**Text provided**
-- -- --

India yesterday rolled out the red carpet for US President Donald Trump on the second day of a visit high on spectacular optics, but deadly unrest exposed religious tensions that his host is accused of stoking.
The violence in New Delhi on Monday just as Trump arrived began as a standoff between supporters and opponents of a new citizenship law, but degenerated into running battles between Hindus and Muslims, local media reported.
The law, which critics say forms part of Indian Prime Minister Narendra Modi’s Hindu nationalist agenda — which he denies — has sparked weeks of protests and violence, but the fatalities were the first since December last year.
Photo: Reuters
The seven dead in Delhi’s northeastern fringes included a police officer.
More than 150 people were also wounded, police and hospital sources said, as the rioters armed with stones and even guns went on the rampage, setting fire to buildings and vehicles.
The authorities responded with tear gas and smoke grenades, sending in paramilitary security forces, shutting schools and banning the assembly of more than four people in the areas affected. Further rioting was reported yesterday.
The law has raised worries abroad — including in Washington — that Modi wants to remould secular India into a Hindu nation while marginalizing the country’s 200 million Muslims, a claim Modi denies.

-- -- --

**Task to carry out**
From the news report on the Delhi violence, pull out the passage between "The violence in" and "buildings and vehicles.", inclusive, word for word.

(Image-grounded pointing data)

-- -- --

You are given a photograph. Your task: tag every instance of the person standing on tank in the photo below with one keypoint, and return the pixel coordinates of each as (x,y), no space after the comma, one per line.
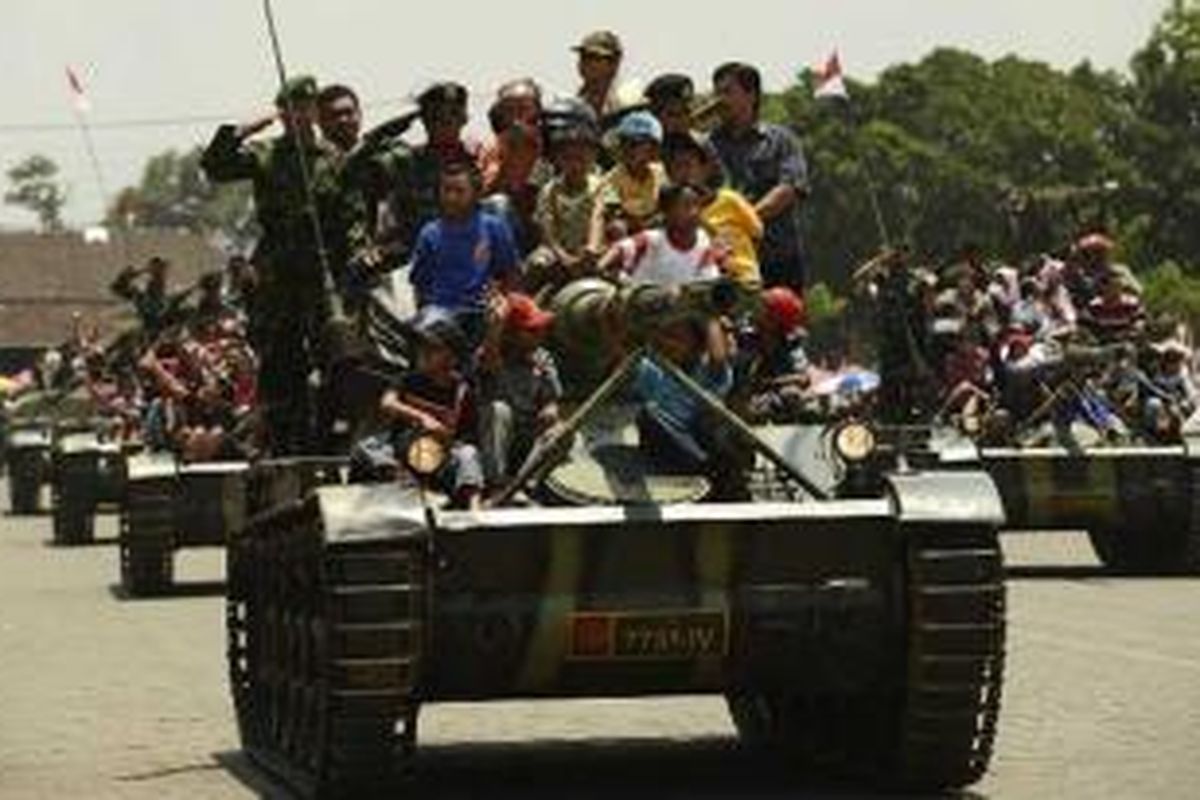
(293,305)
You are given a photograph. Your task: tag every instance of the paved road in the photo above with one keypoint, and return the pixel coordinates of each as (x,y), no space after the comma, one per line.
(102,697)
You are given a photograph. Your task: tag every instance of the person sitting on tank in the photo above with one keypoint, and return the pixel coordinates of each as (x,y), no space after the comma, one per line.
(967,379)
(726,215)
(567,205)
(670,97)
(677,254)
(773,368)
(150,300)
(436,400)
(463,254)
(1170,395)
(193,414)
(1089,263)
(514,168)
(519,384)
(1115,314)
(629,198)
(673,431)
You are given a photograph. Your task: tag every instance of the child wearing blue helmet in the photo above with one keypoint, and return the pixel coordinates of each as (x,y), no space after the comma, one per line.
(630,192)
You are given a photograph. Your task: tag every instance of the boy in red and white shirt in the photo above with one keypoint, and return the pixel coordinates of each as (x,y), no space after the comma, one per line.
(673,256)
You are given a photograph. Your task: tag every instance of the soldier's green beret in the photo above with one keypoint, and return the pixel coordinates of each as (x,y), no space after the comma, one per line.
(298,89)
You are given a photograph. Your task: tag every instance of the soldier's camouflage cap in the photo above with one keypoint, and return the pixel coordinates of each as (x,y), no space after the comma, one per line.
(442,95)
(298,89)
(603,42)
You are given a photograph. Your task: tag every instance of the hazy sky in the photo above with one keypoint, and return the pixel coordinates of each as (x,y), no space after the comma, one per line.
(169,59)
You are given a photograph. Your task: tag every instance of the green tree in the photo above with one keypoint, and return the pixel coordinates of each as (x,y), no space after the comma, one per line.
(36,188)
(1011,155)
(173,193)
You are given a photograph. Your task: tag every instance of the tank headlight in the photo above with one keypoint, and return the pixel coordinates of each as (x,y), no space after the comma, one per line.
(853,443)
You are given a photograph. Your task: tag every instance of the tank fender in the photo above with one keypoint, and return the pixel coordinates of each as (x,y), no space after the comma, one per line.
(151,468)
(946,497)
(22,438)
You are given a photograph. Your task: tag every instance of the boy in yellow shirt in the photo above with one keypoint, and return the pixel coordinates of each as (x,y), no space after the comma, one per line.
(727,216)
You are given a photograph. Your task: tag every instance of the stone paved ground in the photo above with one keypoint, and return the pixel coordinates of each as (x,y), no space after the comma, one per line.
(108,698)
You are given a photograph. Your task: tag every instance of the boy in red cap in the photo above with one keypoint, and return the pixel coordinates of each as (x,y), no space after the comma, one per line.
(774,365)
(519,384)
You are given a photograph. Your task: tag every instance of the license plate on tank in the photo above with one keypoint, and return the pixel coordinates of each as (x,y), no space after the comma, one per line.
(653,636)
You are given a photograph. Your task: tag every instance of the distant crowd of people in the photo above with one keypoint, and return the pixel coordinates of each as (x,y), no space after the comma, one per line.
(1054,352)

-- -- --

**Solution to this exercise**
The violence in New Delhi on Monday just as Trump arrived began as a standoff between supporters and opponents of a new citizenship law, but degenerated into running battles between Hindus and Muslims, local media reported.
The law, which critics say forms part of Indian Prime Minister Narendra Modi’s Hindu nationalist agenda — which he denies — has sparked weeks of protests and violence, but the fatalities were the first since December last year.
Photo: Reuters
The seven dead in Delhi’s northeastern fringes included a police officer.
More than 150 people were also wounded, police and hospital sources said, as the rioters armed with stones and even guns went on the rampage, setting fire to buildings and vehicles.